# [Task instructions]
Copy verbatim the lines of the rows, starting at the line that contains "the tent pole." and ending at the final line of the rows, with both of those lines included.

--- Start ---

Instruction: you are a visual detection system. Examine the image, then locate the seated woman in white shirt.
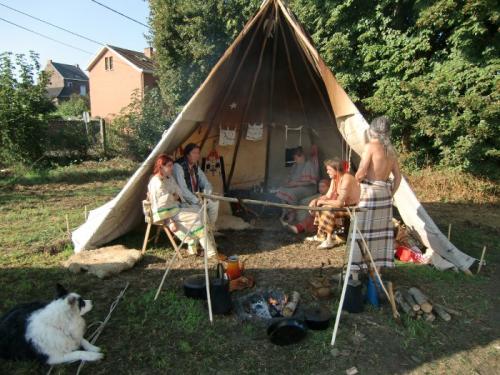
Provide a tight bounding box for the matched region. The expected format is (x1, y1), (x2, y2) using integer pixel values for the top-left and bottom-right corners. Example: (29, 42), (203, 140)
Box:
(148, 154), (217, 257)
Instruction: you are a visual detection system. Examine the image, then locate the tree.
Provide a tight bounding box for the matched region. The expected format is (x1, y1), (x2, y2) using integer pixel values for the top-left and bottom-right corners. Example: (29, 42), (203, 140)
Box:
(56, 94), (90, 118)
(150, 0), (500, 177)
(0, 52), (54, 165)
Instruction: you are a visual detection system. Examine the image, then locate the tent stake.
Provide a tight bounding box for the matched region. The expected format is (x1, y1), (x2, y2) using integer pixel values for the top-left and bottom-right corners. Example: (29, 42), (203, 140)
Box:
(331, 212), (358, 346)
(476, 246), (486, 275)
(203, 198), (214, 324)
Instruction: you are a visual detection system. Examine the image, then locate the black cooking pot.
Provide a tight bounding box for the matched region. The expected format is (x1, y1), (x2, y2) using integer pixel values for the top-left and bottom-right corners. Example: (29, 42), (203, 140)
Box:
(184, 273), (207, 299)
(304, 306), (332, 330)
(267, 318), (307, 345)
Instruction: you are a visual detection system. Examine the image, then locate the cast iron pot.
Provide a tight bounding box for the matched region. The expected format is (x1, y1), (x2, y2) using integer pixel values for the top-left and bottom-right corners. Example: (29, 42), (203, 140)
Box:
(184, 273), (207, 299)
(267, 318), (307, 345)
(304, 307), (332, 330)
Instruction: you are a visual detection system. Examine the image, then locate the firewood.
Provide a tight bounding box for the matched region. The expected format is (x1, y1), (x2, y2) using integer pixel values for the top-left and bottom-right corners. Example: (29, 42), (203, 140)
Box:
(433, 304), (451, 322)
(394, 290), (416, 318)
(282, 292), (300, 318)
(424, 313), (436, 322)
(408, 287), (432, 313)
(401, 290), (420, 312)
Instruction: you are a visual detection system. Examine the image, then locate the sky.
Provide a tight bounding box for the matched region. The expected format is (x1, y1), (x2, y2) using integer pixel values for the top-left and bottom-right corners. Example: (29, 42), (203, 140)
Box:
(0, 0), (149, 74)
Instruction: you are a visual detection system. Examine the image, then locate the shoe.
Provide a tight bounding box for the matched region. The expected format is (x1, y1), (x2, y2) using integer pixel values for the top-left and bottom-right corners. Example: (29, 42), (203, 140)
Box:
(317, 240), (335, 250)
(305, 235), (324, 242)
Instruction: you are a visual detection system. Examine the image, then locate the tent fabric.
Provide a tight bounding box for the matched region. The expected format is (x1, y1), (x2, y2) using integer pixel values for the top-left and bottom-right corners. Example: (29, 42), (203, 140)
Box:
(72, 0), (475, 270)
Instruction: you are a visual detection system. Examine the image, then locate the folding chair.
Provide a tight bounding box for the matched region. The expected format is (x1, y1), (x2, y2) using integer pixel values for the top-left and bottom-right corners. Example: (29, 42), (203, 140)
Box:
(142, 199), (182, 258)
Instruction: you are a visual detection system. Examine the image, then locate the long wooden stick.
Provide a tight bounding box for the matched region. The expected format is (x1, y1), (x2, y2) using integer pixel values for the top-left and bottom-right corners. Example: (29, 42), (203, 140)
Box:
(226, 6), (272, 189)
(197, 192), (366, 212)
(200, 3), (272, 149)
(476, 246), (486, 275)
(331, 213), (358, 346)
(203, 198), (214, 324)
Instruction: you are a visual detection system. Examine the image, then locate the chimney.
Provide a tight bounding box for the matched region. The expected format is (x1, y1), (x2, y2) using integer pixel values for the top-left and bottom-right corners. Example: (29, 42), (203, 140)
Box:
(144, 47), (154, 59)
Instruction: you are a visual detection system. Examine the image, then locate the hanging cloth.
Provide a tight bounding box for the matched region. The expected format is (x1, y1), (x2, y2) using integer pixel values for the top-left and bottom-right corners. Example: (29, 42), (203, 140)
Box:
(285, 125), (302, 167)
(219, 127), (236, 146)
(246, 123), (264, 141)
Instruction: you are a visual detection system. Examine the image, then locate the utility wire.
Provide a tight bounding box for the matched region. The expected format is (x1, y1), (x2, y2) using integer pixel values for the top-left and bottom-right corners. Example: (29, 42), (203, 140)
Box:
(0, 17), (94, 55)
(90, 0), (149, 29)
(0, 2), (104, 46)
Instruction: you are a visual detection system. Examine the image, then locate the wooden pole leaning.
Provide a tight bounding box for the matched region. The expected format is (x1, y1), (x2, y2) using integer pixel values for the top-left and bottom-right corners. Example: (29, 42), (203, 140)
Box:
(331, 212), (358, 346)
(203, 198), (214, 324)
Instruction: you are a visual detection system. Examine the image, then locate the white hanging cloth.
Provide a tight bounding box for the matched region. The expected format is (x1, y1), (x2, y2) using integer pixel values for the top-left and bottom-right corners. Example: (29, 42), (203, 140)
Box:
(219, 128), (236, 146)
(246, 123), (264, 141)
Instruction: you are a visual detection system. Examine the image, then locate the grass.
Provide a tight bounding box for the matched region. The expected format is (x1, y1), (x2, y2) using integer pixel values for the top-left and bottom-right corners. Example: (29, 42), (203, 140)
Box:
(0, 160), (500, 374)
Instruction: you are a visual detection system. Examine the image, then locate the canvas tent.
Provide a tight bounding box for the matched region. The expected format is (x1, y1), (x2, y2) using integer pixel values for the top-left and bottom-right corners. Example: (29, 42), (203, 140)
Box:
(72, 0), (475, 270)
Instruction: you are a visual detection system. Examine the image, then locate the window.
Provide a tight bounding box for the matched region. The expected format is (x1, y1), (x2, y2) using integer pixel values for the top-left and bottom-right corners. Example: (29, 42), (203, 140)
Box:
(104, 56), (113, 70)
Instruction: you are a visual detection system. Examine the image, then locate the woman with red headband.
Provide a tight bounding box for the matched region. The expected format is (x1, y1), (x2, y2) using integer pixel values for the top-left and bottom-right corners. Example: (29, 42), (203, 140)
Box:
(148, 154), (217, 257)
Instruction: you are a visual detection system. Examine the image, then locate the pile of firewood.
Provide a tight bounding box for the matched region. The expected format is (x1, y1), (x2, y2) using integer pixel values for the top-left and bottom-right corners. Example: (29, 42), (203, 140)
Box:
(394, 287), (460, 322)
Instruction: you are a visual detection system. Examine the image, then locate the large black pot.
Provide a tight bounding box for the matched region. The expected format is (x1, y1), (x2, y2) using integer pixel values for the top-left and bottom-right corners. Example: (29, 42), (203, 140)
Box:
(184, 273), (207, 299)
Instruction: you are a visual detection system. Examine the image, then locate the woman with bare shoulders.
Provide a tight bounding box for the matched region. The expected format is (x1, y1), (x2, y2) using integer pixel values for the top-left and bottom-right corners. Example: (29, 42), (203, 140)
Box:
(352, 116), (401, 272)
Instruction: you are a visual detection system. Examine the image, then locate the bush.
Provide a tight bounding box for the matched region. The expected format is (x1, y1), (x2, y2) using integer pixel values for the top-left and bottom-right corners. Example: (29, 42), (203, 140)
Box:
(0, 52), (54, 165)
(107, 88), (171, 160)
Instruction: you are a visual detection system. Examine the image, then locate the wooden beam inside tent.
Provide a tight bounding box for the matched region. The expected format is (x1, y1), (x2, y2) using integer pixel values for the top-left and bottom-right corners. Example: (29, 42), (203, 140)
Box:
(200, 1), (272, 151)
(226, 3), (276, 189)
(264, 3), (279, 190)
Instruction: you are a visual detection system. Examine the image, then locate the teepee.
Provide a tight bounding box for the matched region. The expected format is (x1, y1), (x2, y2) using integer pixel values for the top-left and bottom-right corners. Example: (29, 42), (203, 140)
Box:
(72, 0), (475, 270)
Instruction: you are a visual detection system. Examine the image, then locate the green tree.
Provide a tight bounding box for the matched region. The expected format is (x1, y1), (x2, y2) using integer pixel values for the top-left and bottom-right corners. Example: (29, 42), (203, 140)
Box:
(56, 94), (90, 118)
(0, 52), (54, 165)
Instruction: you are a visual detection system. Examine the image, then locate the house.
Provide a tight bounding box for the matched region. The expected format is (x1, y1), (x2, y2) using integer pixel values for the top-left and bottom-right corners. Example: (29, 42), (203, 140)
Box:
(44, 60), (89, 104)
(87, 45), (156, 119)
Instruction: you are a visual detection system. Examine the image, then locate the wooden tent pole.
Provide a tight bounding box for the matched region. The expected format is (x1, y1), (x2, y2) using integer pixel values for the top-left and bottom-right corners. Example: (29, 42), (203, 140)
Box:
(200, 4), (266, 149)
(226, 6), (273, 189)
(279, 14), (312, 143)
(291, 25), (337, 125)
(264, 3), (279, 190)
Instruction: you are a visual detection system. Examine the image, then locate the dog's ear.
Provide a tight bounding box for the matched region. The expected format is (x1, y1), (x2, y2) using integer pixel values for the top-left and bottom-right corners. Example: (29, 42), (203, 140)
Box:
(56, 283), (68, 298)
(67, 295), (78, 307)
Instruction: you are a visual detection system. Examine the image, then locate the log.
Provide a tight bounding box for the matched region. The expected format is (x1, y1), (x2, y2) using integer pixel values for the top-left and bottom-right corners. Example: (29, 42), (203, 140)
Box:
(408, 287), (432, 313)
(432, 304), (451, 322)
(401, 290), (420, 312)
(394, 290), (416, 318)
(424, 313), (436, 323)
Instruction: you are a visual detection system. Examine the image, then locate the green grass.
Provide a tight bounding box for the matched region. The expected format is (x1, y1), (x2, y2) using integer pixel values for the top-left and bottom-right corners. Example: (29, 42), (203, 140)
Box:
(0, 160), (500, 374)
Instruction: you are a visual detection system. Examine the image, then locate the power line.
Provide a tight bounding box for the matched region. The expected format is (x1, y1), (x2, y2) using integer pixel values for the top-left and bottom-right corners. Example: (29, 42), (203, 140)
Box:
(0, 2), (104, 46)
(0, 17), (94, 55)
(90, 0), (149, 29)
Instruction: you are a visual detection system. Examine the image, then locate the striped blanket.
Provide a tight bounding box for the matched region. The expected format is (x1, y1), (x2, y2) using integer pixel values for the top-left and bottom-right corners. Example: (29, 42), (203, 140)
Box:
(352, 180), (394, 271)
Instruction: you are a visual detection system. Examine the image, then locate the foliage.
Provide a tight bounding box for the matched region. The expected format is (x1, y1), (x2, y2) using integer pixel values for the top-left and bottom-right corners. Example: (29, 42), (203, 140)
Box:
(56, 94), (90, 118)
(108, 87), (170, 160)
(151, 0), (500, 177)
(0, 52), (54, 165)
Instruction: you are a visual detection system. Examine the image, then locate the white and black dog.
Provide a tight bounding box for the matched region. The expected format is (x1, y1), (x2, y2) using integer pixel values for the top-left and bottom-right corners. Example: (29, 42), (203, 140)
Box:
(0, 284), (103, 365)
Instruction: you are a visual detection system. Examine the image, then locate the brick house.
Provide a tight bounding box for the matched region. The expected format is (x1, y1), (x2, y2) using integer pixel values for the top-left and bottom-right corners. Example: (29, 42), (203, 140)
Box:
(87, 45), (156, 119)
(44, 60), (89, 104)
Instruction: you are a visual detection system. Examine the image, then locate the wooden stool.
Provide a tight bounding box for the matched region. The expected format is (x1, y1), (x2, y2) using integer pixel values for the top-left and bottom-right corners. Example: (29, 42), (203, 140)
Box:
(142, 199), (182, 258)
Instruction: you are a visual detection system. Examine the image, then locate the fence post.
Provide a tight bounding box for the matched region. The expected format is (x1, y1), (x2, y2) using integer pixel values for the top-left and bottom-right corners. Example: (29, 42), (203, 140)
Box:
(99, 118), (107, 155)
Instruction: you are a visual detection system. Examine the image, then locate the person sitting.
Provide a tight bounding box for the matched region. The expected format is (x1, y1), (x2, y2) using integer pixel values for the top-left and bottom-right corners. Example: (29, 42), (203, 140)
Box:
(148, 154), (217, 257)
(308, 158), (360, 249)
(285, 178), (330, 234)
(174, 143), (219, 232)
(276, 147), (318, 222)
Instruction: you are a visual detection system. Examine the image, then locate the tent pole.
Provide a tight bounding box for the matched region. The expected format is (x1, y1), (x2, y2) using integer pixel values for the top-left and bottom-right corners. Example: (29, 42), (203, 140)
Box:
(264, 3), (279, 191)
(203, 198), (214, 324)
(226, 7), (272, 189)
(331, 212), (358, 346)
(291, 26), (337, 125)
(279, 14), (313, 143)
(200, 4), (266, 149)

--- End ---

# [Output of the exercise]
Instruction: you are a visual detection system. Examine the image, then locate the tent pole.
Provide a tight bounding box for the matched region. The expected format is (x1, y1), (x2, y2) using integer pixel values for the top-left and bottom-right corners. Example: (29, 42), (203, 140)
Box:
(264, 3), (279, 191)
(203, 198), (214, 324)
(226, 7), (272, 189)
(331, 212), (358, 346)
(291, 26), (337, 125)
(279, 14), (313, 143)
(200, 4), (266, 149)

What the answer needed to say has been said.